— start EXERCISE MATERIALS —

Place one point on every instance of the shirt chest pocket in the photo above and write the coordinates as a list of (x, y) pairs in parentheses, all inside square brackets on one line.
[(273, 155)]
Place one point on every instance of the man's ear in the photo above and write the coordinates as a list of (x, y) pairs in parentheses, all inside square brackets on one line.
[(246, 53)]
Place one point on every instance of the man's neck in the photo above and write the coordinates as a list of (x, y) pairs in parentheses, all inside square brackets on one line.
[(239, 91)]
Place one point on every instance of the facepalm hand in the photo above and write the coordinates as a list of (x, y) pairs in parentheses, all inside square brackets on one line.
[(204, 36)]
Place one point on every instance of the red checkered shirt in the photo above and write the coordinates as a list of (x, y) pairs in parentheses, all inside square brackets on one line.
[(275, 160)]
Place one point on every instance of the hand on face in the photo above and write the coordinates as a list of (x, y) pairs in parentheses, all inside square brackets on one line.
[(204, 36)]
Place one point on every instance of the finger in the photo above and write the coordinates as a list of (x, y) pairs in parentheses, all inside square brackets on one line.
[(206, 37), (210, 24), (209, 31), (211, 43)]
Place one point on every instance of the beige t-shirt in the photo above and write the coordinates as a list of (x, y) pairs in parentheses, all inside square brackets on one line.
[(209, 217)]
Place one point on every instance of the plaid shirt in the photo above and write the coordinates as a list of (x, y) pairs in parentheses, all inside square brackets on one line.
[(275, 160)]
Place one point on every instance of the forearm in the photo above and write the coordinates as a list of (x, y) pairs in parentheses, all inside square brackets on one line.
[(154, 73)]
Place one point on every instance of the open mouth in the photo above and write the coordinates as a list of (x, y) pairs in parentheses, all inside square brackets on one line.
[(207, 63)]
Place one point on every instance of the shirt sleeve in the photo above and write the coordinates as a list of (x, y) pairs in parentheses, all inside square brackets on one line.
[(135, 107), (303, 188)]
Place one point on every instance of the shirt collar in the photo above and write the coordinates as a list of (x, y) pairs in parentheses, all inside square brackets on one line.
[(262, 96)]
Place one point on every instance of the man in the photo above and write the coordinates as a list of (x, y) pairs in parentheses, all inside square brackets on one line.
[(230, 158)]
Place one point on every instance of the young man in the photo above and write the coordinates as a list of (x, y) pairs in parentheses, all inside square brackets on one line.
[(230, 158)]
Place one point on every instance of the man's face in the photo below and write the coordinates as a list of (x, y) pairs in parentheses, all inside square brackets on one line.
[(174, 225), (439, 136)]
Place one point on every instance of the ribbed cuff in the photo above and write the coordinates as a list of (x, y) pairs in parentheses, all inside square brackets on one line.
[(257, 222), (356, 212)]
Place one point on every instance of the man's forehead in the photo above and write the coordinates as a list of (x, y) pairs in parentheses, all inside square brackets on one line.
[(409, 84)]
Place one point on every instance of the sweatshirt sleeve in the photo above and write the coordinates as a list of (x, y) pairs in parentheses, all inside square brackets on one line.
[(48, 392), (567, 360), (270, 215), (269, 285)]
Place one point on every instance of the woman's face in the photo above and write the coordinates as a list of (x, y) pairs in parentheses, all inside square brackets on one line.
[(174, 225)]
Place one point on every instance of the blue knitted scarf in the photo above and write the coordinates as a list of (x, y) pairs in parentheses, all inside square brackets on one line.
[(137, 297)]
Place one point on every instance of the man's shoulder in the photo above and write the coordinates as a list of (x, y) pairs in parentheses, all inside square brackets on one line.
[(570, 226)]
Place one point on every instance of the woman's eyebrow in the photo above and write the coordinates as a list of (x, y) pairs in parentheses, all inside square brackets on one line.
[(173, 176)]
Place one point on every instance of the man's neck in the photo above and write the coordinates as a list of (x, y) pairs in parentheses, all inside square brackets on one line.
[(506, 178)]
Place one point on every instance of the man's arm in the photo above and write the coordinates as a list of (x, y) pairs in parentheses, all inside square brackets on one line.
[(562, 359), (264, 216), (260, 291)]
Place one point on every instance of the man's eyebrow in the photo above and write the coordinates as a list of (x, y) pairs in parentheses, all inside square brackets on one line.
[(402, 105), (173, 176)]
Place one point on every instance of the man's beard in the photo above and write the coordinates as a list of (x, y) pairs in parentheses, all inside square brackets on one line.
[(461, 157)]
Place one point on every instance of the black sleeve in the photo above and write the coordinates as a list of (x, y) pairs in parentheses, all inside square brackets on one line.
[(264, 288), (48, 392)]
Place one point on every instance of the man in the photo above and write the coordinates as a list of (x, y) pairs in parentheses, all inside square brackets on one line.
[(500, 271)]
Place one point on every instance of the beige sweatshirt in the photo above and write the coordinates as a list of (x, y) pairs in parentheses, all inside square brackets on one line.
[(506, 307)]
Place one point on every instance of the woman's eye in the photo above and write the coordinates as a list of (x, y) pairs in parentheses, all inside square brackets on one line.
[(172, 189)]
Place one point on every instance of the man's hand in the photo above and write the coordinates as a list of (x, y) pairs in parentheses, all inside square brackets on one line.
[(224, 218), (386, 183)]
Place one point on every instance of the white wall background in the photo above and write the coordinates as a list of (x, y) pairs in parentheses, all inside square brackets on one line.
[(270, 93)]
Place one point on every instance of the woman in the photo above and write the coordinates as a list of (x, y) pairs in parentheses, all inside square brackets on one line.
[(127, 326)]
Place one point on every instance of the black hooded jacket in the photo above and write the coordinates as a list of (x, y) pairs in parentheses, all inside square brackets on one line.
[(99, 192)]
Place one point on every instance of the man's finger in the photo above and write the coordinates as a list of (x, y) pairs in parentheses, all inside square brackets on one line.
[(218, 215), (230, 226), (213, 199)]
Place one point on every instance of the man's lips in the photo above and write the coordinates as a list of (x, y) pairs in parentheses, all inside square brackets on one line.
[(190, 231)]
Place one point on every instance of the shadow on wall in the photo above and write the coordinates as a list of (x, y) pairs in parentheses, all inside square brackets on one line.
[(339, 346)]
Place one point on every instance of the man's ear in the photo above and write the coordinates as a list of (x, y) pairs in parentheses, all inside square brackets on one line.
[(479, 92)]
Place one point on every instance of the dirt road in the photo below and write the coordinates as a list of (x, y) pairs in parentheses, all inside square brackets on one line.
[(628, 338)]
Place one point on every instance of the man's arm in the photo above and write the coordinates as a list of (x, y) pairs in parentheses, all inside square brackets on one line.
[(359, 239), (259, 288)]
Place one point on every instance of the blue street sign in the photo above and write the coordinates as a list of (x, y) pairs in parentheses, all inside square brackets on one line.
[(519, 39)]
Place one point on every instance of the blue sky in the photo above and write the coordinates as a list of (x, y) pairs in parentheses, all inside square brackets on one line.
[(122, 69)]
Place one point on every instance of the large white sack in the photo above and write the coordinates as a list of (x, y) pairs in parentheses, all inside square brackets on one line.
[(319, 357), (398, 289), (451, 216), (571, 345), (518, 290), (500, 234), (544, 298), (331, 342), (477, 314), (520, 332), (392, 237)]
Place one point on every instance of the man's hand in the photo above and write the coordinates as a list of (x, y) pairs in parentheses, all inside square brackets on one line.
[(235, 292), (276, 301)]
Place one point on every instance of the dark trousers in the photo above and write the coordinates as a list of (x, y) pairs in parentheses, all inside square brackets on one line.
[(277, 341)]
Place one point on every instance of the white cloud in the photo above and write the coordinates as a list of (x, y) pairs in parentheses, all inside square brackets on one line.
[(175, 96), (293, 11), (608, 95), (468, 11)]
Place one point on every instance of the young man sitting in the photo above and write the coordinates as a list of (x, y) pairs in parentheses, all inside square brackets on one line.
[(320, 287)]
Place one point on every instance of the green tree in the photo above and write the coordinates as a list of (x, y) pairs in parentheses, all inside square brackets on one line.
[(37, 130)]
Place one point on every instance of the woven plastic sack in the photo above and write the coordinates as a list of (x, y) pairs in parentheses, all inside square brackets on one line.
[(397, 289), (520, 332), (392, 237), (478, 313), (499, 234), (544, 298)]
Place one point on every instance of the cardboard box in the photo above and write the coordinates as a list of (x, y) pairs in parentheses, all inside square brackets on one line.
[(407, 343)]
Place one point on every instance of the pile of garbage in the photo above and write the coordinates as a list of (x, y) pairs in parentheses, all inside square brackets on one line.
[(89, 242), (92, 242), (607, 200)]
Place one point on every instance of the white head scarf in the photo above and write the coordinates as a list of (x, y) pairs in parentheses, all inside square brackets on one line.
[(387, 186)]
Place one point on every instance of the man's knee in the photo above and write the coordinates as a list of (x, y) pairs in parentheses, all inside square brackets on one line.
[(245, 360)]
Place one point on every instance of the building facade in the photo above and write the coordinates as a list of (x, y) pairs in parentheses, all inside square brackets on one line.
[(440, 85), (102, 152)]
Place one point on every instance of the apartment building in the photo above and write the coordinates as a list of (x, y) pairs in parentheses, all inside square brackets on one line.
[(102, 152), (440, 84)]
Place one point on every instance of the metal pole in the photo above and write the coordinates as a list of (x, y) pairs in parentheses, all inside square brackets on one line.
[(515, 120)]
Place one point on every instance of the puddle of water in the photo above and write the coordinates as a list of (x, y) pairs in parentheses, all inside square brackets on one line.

— end EXERCISE MATERIALS —

GOAL — Edit everything from the line containing "Place one point on every instance of the man's face" down to the line containing "[(174, 225), (439, 136)]" by replacing "man's face" with "person's face" and leaving all else unchanged.

OUTPUT —
Place one point on every instance of the person's face in the photo below and write the coordinates as a list of (x, y) pairs in parentheses, all inside square brackets on one line.
[(174, 225), (439, 136)]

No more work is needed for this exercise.